▸ Task directions
Return every line from the records below that has the word "white".

▸ Data for the task
::::::::::

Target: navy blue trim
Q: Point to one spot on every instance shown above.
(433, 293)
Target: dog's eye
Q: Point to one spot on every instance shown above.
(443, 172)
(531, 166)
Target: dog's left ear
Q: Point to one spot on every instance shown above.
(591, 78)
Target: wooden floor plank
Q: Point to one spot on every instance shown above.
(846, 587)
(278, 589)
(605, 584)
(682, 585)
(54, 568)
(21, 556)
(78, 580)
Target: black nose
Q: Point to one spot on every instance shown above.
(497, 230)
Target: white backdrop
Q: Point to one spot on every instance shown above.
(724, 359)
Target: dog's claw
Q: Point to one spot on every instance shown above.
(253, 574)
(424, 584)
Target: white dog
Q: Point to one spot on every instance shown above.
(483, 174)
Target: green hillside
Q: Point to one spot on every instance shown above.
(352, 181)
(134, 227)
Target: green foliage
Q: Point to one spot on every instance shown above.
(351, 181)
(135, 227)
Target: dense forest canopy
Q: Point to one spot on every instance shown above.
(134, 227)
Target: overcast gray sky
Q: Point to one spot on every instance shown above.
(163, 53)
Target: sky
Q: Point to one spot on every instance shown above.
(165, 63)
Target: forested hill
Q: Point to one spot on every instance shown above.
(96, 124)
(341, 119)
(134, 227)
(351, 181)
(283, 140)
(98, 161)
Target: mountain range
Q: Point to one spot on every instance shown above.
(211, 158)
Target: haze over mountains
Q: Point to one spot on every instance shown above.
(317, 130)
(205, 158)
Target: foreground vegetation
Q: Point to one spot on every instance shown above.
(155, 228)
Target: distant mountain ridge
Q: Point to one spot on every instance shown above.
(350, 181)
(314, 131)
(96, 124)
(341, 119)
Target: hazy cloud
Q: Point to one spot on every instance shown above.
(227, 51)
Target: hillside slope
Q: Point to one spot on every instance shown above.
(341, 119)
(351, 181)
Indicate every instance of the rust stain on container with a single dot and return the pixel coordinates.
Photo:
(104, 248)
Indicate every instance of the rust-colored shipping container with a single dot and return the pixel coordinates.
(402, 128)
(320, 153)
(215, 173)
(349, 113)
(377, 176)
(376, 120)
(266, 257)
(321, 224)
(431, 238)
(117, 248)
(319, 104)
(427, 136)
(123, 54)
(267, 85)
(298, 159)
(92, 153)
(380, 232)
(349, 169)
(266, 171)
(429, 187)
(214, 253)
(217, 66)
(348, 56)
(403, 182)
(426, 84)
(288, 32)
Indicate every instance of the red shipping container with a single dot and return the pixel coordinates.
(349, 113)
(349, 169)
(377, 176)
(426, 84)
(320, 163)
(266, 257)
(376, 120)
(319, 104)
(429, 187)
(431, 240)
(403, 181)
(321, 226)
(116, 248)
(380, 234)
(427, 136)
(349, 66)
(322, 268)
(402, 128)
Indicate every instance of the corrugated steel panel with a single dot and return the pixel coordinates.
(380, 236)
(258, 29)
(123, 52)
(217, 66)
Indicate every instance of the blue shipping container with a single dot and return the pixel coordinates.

::::::::::

▸ Written solution
Target: white backdrop
Target: white dog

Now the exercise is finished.